_Task details_:
The entries below are to be retyped exactly. Preserve every word.

Stored data:
════════════════════

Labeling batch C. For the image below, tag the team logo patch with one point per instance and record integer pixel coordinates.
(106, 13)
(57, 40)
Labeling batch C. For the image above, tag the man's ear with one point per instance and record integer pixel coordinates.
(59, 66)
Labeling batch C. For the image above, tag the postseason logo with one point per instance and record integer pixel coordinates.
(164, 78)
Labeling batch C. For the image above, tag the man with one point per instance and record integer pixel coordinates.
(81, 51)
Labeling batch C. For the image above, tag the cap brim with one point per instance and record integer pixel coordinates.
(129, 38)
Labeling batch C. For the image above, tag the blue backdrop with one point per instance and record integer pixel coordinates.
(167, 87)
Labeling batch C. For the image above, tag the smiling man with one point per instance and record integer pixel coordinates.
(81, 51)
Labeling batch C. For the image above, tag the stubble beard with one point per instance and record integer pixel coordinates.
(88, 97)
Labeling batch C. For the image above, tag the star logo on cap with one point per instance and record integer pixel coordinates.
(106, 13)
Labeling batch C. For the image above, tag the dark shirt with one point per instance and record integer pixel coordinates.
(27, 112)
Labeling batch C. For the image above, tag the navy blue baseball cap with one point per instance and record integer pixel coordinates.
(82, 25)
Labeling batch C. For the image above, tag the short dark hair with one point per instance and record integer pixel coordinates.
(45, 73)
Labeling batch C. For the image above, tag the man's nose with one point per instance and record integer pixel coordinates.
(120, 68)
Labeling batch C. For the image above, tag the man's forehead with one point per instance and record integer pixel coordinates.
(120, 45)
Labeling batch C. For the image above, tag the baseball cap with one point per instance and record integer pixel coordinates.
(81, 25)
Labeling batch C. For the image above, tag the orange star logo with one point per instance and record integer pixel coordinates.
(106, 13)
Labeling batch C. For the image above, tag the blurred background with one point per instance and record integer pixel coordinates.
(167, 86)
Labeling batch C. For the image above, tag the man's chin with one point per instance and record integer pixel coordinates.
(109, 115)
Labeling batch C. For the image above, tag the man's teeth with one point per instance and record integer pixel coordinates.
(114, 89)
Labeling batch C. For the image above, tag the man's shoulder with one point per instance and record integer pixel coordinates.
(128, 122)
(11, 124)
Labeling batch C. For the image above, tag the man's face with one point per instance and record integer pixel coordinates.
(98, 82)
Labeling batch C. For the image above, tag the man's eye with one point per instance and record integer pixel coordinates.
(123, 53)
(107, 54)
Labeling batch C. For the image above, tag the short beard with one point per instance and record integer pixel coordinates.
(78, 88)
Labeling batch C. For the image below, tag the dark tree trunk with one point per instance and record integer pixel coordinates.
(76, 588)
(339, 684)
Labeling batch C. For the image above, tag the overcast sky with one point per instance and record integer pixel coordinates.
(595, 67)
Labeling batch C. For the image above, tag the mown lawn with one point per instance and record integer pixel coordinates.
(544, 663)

════════════════════

_Solution to the problem_:
Labeling batch C. For the image below, tag the team logo patch with one point per instance and record integer pixel coordinates.
(106, 13)
(57, 40)
Labeling batch C. For the image above, tag the man's ear with one point per instance and record integer pixel coordinates.
(59, 66)
Labeling batch C. For the image above, tag the postseason logo with one point per instance and record integer pixel coordinates.
(164, 78)
Labeling batch C. For the image above, tag the man with one point per instance and record integer pixel coordinates.
(81, 51)
Labeling batch C. For the image above, tag the cap brim with one point per instance and record integer pixel coordinates.
(129, 38)
Labeling batch C. For the image above, tag the blue backdrop with one point per instance and record integer pixel coordinates.
(167, 87)
Labeling batch C. For the image above, tag the smiling man with one point per instance and record integer pixel coordinates.
(81, 51)
Labeling batch C. For the image above, tag the stubble beard with one point per instance and record integer pixel coordinates.
(88, 97)
Labeling batch C. For the image above, tag the star logo on cap with one point per instance and record integer pixel coordinates.
(106, 13)
Labeling batch C. For the image above, tag the dark shirt with one point per instance and record integer pixel coordinates.
(27, 112)
Labeling batch C. For the image above, tag the navy blue baseball cap with one point per instance and record integer pixel coordinates.
(82, 25)
Labeling batch C. For the image above, tag the short dark hair with one point per instance and record integer pixel coordinates.
(45, 73)
Labeling batch C. For the image above, tag the man's nose with one point per instance and record integer pixel coordinates.
(120, 68)
Labeling batch C. For the image above, tag the man's forehead with one point per instance and record integer pixel coordinates.
(120, 45)
Labeling batch C. For the image above, tag the baseball cap with one point per instance and record integer pixel coordinates.
(81, 25)
Labeling batch C. For the image above, tag the orange star logo with one point per instance and record integer pixel coordinates.
(106, 13)
Labeling batch C. For the image above, tag the blurred background with one point per instance and record integer pixel coordinates.
(167, 86)
Labeling batch C. For the image above, tag the man's chin with one point per instance and record integer pixel coordinates.
(109, 115)
Labeling batch C. For the image above, tag the man's teeth with one point per instance and record integer pixel coordinates.
(114, 89)
Labeling batch C. For the image above, tag the man's shoulder with one point per instance and record integer pixel coordinates.
(128, 122)
(11, 124)
Labeling batch C. For the image above, tag the man's face with one point per instance and record integer pixel coordinates.
(98, 82)
Labeling batch C. For the image above, tag the man's eye with one point per instance and record integer pixel coordinates.
(123, 53)
(107, 54)
Labeling batch C. For the image above, tag the short beard with one point per instance and record integer pixel coordinates.
(78, 88)
Labeling batch C. For the image below, tag the dark tree trunk with one point per instance and record integer pixel coordinates.
(76, 588)
(339, 684)
Labeling batch C. For the image above, tag the overcast sky with one point per instance and record integer pixel coordinates.
(595, 67)
Labeling batch C. For the image above, tag the mown lawn with one point per instance and record integer pixel coordinates.
(544, 663)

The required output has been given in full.